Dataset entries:
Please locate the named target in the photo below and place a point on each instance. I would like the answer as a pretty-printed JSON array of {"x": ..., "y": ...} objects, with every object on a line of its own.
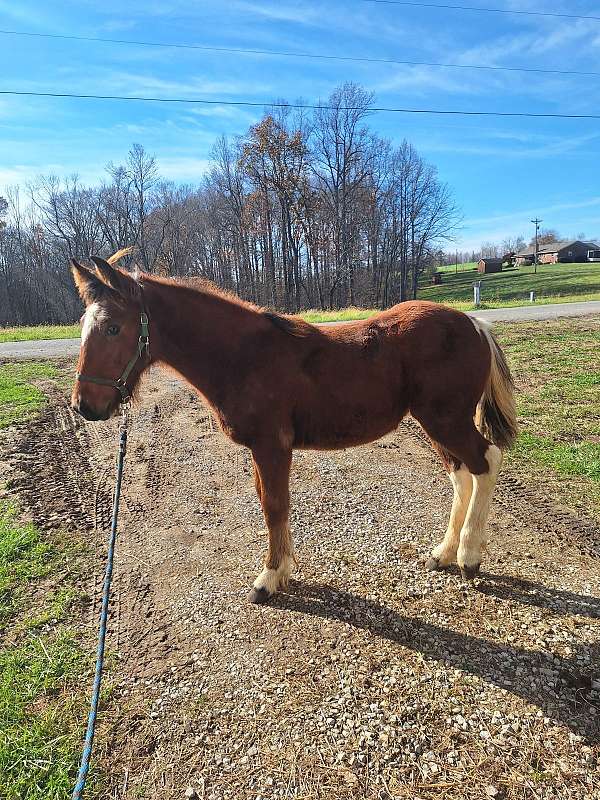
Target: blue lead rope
[{"x": 89, "y": 735}]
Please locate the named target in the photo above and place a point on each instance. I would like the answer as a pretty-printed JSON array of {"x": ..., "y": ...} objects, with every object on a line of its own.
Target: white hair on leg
[
  {"x": 445, "y": 552},
  {"x": 273, "y": 579},
  {"x": 472, "y": 537}
]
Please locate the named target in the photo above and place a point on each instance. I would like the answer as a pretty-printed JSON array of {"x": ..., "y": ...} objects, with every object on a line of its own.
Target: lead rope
[{"x": 91, "y": 724}]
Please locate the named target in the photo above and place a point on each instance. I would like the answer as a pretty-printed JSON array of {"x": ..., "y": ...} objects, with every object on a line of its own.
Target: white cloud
[
  {"x": 184, "y": 169},
  {"x": 566, "y": 217}
]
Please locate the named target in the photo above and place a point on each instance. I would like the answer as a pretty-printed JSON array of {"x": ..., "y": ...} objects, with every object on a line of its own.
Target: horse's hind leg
[
  {"x": 472, "y": 536},
  {"x": 480, "y": 460},
  {"x": 272, "y": 475},
  {"x": 445, "y": 553}
]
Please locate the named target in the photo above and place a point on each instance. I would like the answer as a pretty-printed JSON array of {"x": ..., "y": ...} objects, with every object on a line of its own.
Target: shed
[
  {"x": 557, "y": 253},
  {"x": 486, "y": 265}
]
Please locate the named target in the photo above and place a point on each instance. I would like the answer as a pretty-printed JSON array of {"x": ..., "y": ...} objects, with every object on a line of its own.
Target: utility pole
[{"x": 537, "y": 222}]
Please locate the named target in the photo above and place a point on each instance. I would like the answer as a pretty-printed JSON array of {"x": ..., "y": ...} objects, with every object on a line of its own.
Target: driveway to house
[{"x": 59, "y": 348}]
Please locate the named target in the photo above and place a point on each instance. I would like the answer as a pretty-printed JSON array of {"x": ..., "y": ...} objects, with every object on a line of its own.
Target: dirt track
[{"x": 369, "y": 678}]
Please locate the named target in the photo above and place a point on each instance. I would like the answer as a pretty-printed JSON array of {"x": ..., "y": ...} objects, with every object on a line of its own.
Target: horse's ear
[
  {"x": 114, "y": 278},
  {"x": 89, "y": 286}
]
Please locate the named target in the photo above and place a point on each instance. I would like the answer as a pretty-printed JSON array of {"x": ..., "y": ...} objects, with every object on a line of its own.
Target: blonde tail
[{"x": 496, "y": 415}]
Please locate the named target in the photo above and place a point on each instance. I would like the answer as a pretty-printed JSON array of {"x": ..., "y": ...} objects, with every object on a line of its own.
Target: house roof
[{"x": 556, "y": 247}]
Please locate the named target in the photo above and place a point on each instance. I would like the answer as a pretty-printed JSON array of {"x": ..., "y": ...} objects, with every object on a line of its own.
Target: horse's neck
[{"x": 199, "y": 335}]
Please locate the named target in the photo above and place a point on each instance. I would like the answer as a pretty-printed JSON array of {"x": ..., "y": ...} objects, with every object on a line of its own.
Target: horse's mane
[{"x": 292, "y": 326}]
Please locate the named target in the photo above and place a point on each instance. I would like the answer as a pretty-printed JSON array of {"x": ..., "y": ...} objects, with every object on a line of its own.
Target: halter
[{"x": 120, "y": 384}]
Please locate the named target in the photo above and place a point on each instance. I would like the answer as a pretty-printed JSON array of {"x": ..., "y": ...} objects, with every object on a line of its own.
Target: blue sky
[{"x": 502, "y": 171}]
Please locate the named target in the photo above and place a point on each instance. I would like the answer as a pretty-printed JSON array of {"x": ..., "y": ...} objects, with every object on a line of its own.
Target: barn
[
  {"x": 565, "y": 252},
  {"x": 486, "y": 265}
]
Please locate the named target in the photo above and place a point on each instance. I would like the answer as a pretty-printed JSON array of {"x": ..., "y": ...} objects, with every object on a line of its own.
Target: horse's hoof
[
  {"x": 469, "y": 573},
  {"x": 259, "y": 596}
]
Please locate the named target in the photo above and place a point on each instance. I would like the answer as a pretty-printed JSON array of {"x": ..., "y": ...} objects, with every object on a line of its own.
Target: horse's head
[{"x": 114, "y": 338}]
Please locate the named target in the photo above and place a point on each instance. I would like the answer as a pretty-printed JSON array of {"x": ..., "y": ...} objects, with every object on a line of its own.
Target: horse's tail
[{"x": 496, "y": 415}]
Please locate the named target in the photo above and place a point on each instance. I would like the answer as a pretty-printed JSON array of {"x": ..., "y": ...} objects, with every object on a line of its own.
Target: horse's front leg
[{"x": 272, "y": 477}]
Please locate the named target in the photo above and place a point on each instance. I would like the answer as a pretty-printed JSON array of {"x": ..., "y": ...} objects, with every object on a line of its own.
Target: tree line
[{"x": 303, "y": 211}]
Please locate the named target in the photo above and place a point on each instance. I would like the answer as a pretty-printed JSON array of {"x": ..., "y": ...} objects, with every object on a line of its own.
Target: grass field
[
  {"x": 562, "y": 283},
  {"x": 42, "y": 667},
  {"x": 557, "y": 369},
  {"x": 19, "y": 397}
]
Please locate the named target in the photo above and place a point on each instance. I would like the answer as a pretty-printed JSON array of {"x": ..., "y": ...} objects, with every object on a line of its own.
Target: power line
[
  {"x": 296, "y": 54},
  {"x": 307, "y": 106},
  {"x": 447, "y": 6}
]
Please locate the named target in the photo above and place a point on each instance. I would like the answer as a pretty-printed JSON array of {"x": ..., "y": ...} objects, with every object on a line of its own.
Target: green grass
[
  {"x": 557, "y": 369},
  {"x": 552, "y": 283},
  {"x": 44, "y": 673},
  {"x": 19, "y": 398},
  {"x": 39, "y": 332},
  {"x": 23, "y": 557}
]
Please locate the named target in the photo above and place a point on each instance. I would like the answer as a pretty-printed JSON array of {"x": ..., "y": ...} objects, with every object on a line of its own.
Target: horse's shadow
[{"x": 561, "y": 687}]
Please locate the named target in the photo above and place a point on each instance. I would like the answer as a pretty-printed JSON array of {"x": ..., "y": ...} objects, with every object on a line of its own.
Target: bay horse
[{"x": 276, "y": 383}]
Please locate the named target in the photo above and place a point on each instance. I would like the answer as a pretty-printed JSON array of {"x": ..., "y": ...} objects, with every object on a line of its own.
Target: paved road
[{"x": 57, "y": 348}]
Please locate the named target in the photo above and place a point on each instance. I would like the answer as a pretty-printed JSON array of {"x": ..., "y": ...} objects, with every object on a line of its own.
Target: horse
[{"x": 276, "y": 383}]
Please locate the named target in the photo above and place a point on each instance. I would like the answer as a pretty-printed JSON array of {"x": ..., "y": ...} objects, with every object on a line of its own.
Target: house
[
  {"x": 557, "y": 252},
  {"x": 486, "y": 265}
]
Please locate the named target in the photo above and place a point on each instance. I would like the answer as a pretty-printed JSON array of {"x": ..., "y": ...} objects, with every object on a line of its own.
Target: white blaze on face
[{"x": 93, "y": 316}]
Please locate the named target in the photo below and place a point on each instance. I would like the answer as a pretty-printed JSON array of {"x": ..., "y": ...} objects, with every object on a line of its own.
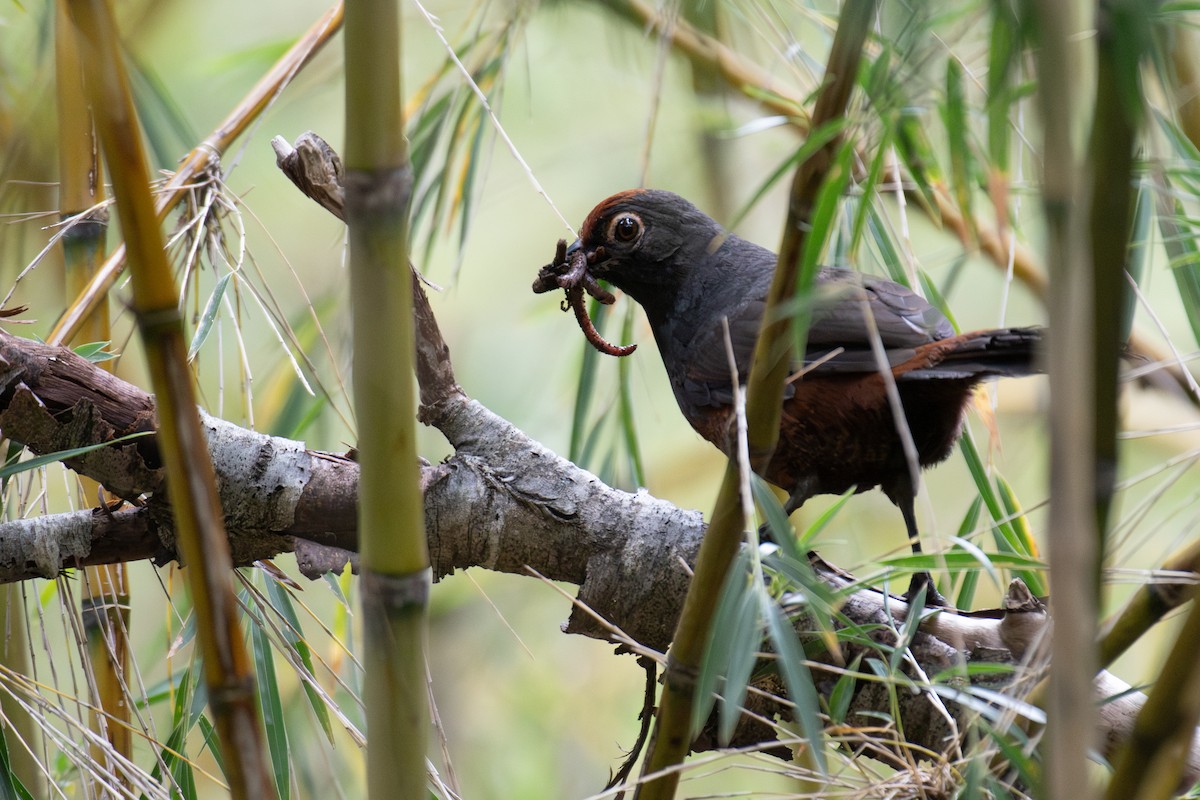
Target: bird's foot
[{"x": 923, "y": 582}]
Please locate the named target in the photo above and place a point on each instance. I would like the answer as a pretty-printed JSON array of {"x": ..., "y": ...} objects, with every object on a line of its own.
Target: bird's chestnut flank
[{"x": 837, "y": 431}]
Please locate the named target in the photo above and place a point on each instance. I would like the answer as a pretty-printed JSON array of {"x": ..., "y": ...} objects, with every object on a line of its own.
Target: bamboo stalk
[
  {"x": 1069, "y": 710},
  {"x": 395, "y": 565},
  {"x": 203, "y": 158},
  {"x": 671, "y": 739},
  {"x": 105, "y": 601},
  {"x": 201, "y": 534}
]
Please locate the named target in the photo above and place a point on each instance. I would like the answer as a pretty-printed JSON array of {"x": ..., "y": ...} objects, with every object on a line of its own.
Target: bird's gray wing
[{"x": 839, "y": 338}]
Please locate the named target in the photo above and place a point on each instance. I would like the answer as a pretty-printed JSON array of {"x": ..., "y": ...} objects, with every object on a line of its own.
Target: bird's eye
[{"x": 625, "y": 228}]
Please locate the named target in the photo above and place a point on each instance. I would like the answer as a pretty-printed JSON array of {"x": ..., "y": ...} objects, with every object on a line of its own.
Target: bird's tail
[{"x": 1002, "y": 353}]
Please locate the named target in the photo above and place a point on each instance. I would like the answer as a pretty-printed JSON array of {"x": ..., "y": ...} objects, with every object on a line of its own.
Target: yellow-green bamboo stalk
[
  {"x": 1150, "y": 764},
  {"x": 1073, "y": 549},
  {"x": 199, "y": 528},
  {"x": 1147, "y": 607},
  {"x": 772, "y": 362},
  {"x": 106, "y": 602},
  {"x": 395, "y": 575},
  {"x": 203, "y": 157}
]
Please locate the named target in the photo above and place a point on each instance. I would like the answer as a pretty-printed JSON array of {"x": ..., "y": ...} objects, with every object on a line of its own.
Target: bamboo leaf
[
  {"x": 743, "y": 636},
  {"x": 37, "y": 462},
  {"x": 11, "y": 788},
  {"x": 718, "y": 651},
  {"x": 271, "y": 707},
  {"x": 954, "y": 115},
  {"x": 94, "y": 352},
  {"x": 209, "y": 316},
  {"x": 798, "y": 680},
  {"x": 281, "y": 601}
]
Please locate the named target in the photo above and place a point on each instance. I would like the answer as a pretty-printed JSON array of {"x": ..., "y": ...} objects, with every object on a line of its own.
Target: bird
[{"x": 701, "y": 287}]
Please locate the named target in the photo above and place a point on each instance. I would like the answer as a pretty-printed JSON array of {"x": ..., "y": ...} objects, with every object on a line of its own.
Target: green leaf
[
  {"x": 9, "y": 470},
  {"x": 718, "y": 651},
  {"x": 843, "y": 692},
  {"x": 813, "y": 143},
  {"x": 744, "y": 636},
  {"x": 11, "y": 788},
  {"x": 798, "y": 680},
  {"x": 292, "y": 633},
  {"x": 271, "y": 707},
  {"x": 209, "y": 316},
  {"x": 94, "y": 352},
  {"x": 954, "y": 115}
]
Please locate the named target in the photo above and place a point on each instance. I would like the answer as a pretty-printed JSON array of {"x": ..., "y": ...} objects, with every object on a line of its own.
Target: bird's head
[{"x": 647, "y": 242}]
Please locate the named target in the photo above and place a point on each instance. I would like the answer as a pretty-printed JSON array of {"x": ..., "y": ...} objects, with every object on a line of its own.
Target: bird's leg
[{"x": 922, "y": 579}]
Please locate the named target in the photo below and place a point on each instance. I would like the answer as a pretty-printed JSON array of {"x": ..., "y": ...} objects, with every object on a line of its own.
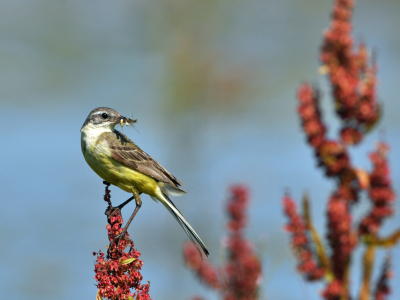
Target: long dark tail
[{"x": 184, "y": 224}]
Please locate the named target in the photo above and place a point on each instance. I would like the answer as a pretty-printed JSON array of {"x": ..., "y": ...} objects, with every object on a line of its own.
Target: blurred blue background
[{"x": 212, "y": 84}]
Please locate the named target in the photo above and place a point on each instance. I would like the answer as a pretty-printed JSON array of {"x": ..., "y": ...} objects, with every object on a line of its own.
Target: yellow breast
[{"x": 98, "y": 156}]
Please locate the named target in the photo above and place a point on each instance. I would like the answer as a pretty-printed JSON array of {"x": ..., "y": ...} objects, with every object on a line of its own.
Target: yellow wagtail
[{"x": 119, "y": 161}]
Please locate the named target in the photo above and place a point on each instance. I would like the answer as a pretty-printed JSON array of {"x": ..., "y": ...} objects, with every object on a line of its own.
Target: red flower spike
[
  {"x": 118, "y": 273},
  {"x": 380, "y": 192},
  {"x": 307, "y": 265},
  {"x": 340, "y": 236},
  {"x": 240, "y": 277},
  {"x": 382, "y": 288},
  {"x": 352, "y": 76}
]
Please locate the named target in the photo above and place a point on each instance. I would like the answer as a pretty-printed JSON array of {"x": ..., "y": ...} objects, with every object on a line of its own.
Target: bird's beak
[{"x": 126, "y": 120}]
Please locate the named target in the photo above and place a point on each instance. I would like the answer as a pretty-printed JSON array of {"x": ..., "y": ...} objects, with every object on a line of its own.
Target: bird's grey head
[{"x": 103, "y": 117}]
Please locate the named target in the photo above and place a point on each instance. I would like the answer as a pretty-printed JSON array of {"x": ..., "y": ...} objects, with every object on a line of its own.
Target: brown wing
[{"x": 128, "y": 153}]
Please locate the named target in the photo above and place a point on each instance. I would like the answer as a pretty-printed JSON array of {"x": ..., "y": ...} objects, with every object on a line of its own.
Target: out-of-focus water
[{"x": 212, "y": 84}]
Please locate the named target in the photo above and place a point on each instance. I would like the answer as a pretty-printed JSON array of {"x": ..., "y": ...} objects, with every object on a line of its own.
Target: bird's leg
[
  {"x": 112, "y": 210},
  {"x": 138, "y": 205}
]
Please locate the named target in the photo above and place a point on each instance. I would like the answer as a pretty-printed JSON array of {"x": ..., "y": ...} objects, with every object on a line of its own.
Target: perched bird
[{"x": 119, "y": 161}]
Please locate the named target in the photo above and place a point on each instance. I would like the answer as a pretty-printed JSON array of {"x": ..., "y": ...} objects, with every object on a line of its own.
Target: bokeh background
[{"x": 212, "y": 83}]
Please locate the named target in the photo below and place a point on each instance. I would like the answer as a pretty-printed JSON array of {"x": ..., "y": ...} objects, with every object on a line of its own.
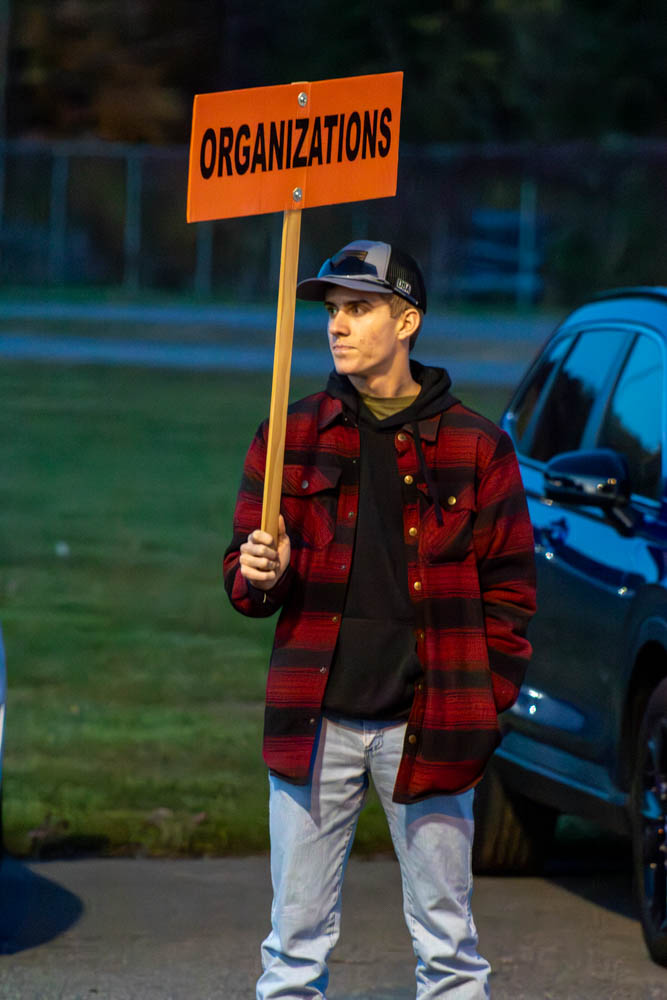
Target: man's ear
[{"x": 408, "y": 324}]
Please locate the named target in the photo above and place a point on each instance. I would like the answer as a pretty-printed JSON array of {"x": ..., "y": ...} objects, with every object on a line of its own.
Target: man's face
[{"x": 364, "y": 338}]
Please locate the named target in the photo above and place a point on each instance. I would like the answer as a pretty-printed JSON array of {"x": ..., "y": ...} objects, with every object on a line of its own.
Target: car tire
[
  {"x": 513, "y": 834},
  {"x": 648, "y": 815}
]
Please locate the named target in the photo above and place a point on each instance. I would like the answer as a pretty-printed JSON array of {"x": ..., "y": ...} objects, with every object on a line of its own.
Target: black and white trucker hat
[{"x": 368, "y": 266}]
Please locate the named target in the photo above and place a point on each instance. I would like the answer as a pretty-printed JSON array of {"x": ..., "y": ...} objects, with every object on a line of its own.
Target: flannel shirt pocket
[
  {"x": 450, "y": 541},
  {"x": 309, "y": 503}
]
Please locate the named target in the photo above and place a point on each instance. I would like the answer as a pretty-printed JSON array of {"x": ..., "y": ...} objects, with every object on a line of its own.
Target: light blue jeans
[{"x": 312, "y": 828}]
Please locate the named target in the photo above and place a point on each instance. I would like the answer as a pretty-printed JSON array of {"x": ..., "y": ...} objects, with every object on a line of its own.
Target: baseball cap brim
[{"x": 314, "y": 289}]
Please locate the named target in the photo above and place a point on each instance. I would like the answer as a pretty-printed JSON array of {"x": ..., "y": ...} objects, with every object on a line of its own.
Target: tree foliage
[{"x": 475, "y": 70}]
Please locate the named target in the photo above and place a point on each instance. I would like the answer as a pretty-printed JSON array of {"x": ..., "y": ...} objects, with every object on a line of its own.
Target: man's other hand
[{"x": 262, "y": 564}]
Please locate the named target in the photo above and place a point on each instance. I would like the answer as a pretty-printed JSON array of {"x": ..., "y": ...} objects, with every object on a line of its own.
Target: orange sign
[{"x": 270, "y": 149}]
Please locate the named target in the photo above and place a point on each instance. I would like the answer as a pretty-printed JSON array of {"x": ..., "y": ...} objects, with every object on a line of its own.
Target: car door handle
[{"x": 554, "y": 533}]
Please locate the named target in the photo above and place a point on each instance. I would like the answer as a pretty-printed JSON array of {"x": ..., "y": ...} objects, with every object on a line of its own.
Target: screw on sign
[{"x": 286, "y": 148}]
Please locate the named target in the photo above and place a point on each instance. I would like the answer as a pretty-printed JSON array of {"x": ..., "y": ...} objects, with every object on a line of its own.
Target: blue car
[{"x": 588, "y": 734}]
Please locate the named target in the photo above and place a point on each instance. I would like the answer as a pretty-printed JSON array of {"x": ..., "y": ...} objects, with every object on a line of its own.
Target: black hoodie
[{"x": 375, "y": 664}]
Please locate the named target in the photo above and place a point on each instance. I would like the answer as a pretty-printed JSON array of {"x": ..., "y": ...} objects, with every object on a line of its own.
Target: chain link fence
[{"x": 518, "y": 223}]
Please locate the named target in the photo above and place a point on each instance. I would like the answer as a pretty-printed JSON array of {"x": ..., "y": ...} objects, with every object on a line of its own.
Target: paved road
[{"x": 189, "y": 930}]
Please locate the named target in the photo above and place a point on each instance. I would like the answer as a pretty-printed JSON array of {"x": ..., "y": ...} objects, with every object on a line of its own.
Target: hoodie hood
[{"x": 433, "y": 398}]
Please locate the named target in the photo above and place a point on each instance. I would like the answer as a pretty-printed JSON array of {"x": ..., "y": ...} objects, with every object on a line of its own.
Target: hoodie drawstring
[{"x": 433, "y": 493}]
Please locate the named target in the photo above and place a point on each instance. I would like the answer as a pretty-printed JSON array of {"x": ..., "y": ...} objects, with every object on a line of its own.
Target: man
[{"x": 404, "y": 574}]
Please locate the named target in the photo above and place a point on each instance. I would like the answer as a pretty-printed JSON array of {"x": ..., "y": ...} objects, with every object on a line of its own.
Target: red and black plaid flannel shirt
[{"x": 471, "y": 581}]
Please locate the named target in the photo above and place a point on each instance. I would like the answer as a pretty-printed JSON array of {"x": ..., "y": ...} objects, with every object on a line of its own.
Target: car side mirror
[{"x": 597, "y": 478}]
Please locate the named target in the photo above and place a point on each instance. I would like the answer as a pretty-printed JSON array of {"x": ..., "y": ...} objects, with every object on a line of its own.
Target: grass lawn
[{"x": 134, "y": 691}]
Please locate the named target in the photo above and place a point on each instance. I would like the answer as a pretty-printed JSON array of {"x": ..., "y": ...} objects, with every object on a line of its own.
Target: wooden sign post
[{"x": 287, "y": 148}]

EXERCISE PROMPT: List every line of the data above that contains the word "flannel".

WRITTEN ANSWER:
Target: flannel shirt pocket
Target: red and black plaid flannel shirt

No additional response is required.